Exercise
Before copying, remove every picture, and then repeat all entries below precisely as written.

(Photo-based referring expression data)
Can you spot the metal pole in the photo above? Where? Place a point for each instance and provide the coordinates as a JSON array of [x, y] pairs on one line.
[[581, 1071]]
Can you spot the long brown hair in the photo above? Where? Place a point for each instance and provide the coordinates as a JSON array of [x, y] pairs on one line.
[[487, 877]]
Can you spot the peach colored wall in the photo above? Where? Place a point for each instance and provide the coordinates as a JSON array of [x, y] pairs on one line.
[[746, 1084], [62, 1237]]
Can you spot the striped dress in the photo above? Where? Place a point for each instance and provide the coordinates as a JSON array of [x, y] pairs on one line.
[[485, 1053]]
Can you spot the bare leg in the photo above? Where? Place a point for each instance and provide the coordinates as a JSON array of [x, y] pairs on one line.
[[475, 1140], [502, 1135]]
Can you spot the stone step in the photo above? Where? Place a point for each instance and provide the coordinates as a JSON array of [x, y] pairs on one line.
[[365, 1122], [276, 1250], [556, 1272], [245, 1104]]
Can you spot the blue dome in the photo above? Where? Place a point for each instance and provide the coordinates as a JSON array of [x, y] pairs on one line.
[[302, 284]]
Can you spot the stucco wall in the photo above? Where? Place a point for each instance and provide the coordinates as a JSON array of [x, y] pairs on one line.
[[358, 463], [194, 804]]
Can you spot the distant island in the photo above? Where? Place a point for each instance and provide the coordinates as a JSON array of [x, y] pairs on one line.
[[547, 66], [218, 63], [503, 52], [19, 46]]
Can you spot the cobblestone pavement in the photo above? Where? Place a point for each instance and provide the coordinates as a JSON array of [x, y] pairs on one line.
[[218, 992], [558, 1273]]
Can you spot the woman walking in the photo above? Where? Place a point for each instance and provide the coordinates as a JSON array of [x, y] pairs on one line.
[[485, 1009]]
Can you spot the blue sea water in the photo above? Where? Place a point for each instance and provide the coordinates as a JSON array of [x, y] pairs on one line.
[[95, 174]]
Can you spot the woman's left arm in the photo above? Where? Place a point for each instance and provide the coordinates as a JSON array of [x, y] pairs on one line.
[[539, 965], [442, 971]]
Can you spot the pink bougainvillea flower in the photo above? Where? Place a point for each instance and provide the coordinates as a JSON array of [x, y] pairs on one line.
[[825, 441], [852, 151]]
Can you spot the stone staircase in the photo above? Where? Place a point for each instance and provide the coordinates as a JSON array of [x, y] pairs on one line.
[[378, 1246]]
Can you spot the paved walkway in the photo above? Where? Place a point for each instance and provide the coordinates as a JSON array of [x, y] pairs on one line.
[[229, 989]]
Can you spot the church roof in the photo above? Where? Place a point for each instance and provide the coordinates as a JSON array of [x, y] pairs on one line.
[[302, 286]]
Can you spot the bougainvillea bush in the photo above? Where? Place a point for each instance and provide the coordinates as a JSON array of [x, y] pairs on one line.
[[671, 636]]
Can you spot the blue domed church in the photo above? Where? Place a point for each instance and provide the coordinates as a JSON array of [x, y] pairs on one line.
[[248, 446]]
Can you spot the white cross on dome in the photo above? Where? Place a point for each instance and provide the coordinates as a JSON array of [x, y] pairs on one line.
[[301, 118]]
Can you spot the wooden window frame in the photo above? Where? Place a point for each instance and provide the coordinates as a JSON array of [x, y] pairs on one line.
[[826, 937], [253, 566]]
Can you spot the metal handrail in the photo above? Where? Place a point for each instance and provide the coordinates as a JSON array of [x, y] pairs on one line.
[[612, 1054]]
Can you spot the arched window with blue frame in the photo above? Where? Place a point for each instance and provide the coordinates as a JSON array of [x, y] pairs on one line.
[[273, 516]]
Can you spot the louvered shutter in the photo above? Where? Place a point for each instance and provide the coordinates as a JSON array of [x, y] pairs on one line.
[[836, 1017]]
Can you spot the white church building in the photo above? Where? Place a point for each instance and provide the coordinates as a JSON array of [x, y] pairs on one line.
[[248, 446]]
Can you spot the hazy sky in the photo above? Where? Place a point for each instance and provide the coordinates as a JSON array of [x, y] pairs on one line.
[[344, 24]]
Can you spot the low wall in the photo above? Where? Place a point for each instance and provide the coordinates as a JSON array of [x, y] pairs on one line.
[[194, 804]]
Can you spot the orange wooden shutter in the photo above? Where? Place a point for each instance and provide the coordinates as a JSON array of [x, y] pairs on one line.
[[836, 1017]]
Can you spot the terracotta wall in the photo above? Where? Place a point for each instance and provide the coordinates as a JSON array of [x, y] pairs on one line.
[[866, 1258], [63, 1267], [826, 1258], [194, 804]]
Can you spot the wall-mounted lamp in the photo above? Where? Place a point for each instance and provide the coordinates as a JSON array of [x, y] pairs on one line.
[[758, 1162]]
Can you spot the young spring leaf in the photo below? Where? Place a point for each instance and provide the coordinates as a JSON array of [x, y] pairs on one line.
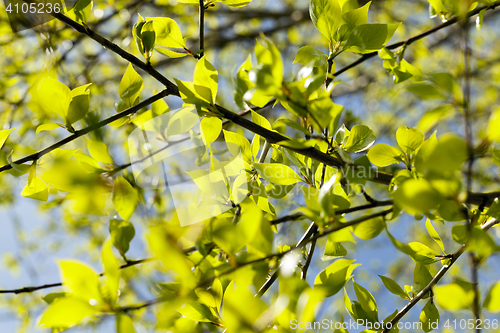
[[122, 233], [394, 287], [494, 125], [130, 86], [124, 324], [409, 139], [111, 271], [168, 35], [492, 299], [433, 233], [125, 198], [66, 312], [79, 105], [417, 196], [276, 173], [325, 16], [81, 280], [429, 317], [210, 129], [99, 151], [82, 10], [367, 301], [361, 138], [334, 277], [36, 188], [308, 55], [55, 96], [383, 155], [206, 80], [368, 38], [4, 134]]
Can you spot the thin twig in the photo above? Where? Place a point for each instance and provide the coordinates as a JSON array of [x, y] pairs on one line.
[[202, 29], [486, 226], [417, 37]]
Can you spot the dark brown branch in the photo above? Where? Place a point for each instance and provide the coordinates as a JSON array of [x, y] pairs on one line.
[[486, 226], [59, 284], [209, 280], [297, 216], [415, 38], [77, 134], [202, 28]]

Response to this exercise
Can you spot the metal pole in the photo above? Where? Place a point for each instance and provide the coordinates as a JSON array of [x, y] pairs on one line.
[[581, 1071]]
Can you spot the long brown hair in the photo above? Where? Place a point for each instance and provide the coordinates as a JSON array of [x, y] pairs on one line.
[[487, 877]]
Can you spot the peach colored wall in the photo above? Where? Place a point for each instance and provide the coordinates as a JSON array of [x, y] pairs on one line.
[[746, 1084], [62, 1237]]
Can you spot the striped dress in the photo above? Where? Place a point for each instance and provide the coordinates as a JSON array of [x, y] pairs on one line.
[[485, 1053]]
Can you spot the bare leg in the photo above? Where? Place a point for each instance and provide the coordinates as a JSON array of [x, y] pairs on one line.
[[475, 1140], [502, 1135]]
Can you spot the stone step in the photo above? Where? Place a point for each instance and provide the coordinates as a JSON array of [x, y] pairs on one line.
[[365, 1122], [276, 1250], [556, 1272], [245, 1104]]
Can you spot the blue dome in the photo above? Where? Place a point for each instance and provide the coordinates as a JSON array of [x, y] pairs on one line.
[[302, 284]]
Can you spot the stucco wall in the photo above? Where? Place a point for each instance and provide the coordinates as a JSON array of [x, y] pairs on one line.
[[358, 463], [194, 804]]
Can you spot the distant island in the photo above? Where? Place a point for each instance and provide the coordinates as a JSON array of [x, y] pairs on one line.
[[547, 66], [218, 63], [503, 52], [19, 46]]
Can you spot the cobblestone pavement in the photo above? Where? Place a point for each instance and provide the coordinates as a JSON array of [x, y] pairs on one line.
[[218, 992], [558, 1273]]
Can you spot the woman walking in the photo above? Where? Place a point for each instance and provide the coordinates as a JSON array of [x, y] pairs on one line.
[[485, 1009]]
Can you spot the blue sea water in the photo above? Where? Place a point for each instance and provide the coordinates as a JSON array of [x, y] pairs on one line.
[[95, 174]]
Can you spot the woman's left arm in the photo above? Where? Place a point for each instance and provide the coordinates as a JSON array of [x, y] pairs on one line.
[[539, 965], [442, 971]]
Can you spot the pink bougainvillea flower in the photo above? Where? Place a point for each instance and provide the coordinates as a JSON array of [x, y] pairs on one line.
[[825, 441], [852, 151]]
Can you spot the stone staircase in the photo above? Where? Place a point for each instance and provide the coordinates as a JSON array of [x, y] pairs on one line.
[[378, 1246]]
Can you spot the paved walkway in the photo above? Where? Place a point for each instance and provide the coordinates as a JSON array of [x, y] pairs on one line.
[[229, 989]]
Can you spot the church roof in the photo above? Where? Place a point for each instance and provide the coordinates as a JSON array of [x, y] pairs on one line.
[[302, 286]]
Can you spot the bougainvillea bush in the photo above? Where? Place a point for each instance and provide the coordinates as a JSON array of [x, y] pairs on one line.
[[671, 636]]
Can you spot the blue domed church in the photo above? Where? Place a point for each instance and provide the coordinates as a JSON array of [x, y] pairs on one line.
[[248, 446]]
Can you spot the white cross on dome in the photo above? Where? Place a point for each instance and provide the coordinates as a JSON array of [x, y] pairs on one line.
[[301, 118]]
Can you spot the wooden window frame in the photo above? Where? Place a point for each instance and provide the coordinates as a JSON array of [x, y] pairs on one line.
[[826, 937], [253, 566]]
Can you spot the metal handrail in the photo above? Where? Place a point for each instance and provide the coordinates as a JSON array of [x, y] pairs on one line.
[[612, 1054]]
Can you spot the arched window with blue frame in the photo above? Where? Place a point for each instance and provide the coordinates as a JSON array of [x, y] pairs on one line.
[[273, 516]]
Can you spot the louvered shutter in the photo above? Where? Place a point for each instance and provide the coordinates as a JSON array of [x, y] pairs on one line.
[[836, 1017]]
Can you spot the white church building in the photo above? Where? Place a point for each instance and provide the coordinates as a JSON array of [x, y] pairs on one line.
[[248, 446]]
Can you spot the hazy sky in the photo above? Where? Place a point for each instance and provide the coordinates as a JSON array of [x, y] pairs on one line.
[[344, 24]]
Can you spot the low wall in the photo above? Where? Place a point for each instance and provide the coordinates as a JSON array of [x, y] pairs on one line.
[[194, 804]]
Can you spot the orange wooden shutter in the photo above? Where? Place a point for each instance and provide the coordinates as a JSON array of [x, y] pairs on one line.
[[836, 1017]]
Can you spot the terracotta wall in the photo above? Where? Place a point for each instance and provide the coordinates as a JSON array of [x, y] pairs on one line.
[[866, 1258], [63, 1267], [826, 1258], [194, 804]]
Can you spot the wall-mounted lamp in the photo above? Where? Place a point for each instance and provide the coordinates as a JSON array of [x, y] pairs on one line.
[[758, 1162]]
Can you spot the young spring leaf in the photo below? Where? Place a point for each instance and provide the coordinates as a JSON array of [x, y] pairs on one line.
[[122, 233], [394, 287], [494, 125], [130, 86], [124, 324], [409, 139], [111, 271], [168, 35], [492, 299], [433, 233], [125, 198], [66, 312], [79, 105], [417, 196], [276, 173], [325, 16], [81, 280], [429, 317], [210, 129], [99, 151], [82, 10], [367, 301], [361, 138], [334, 277], [36, 188], [308, 55], [55, 96], [383, 155], [206, 80], [368, 38], [4, 134]]
Can you spot the thin twig in the photo above? Where? Place a point for each instance and provide the coordinates as a JSON array of [x, y] pairs on one line.
[[202, 29], [486, 226], [417, 37]]
Can you spot the dark brown branch in the photo above? Where? Place a point for each instance and provide the coordinates as a JSON array of [x, y] pairs on one line.
[[486, 226], [59, 284], [209, 280], [297, 216], [415, 38], [77, 134], [202, 28]]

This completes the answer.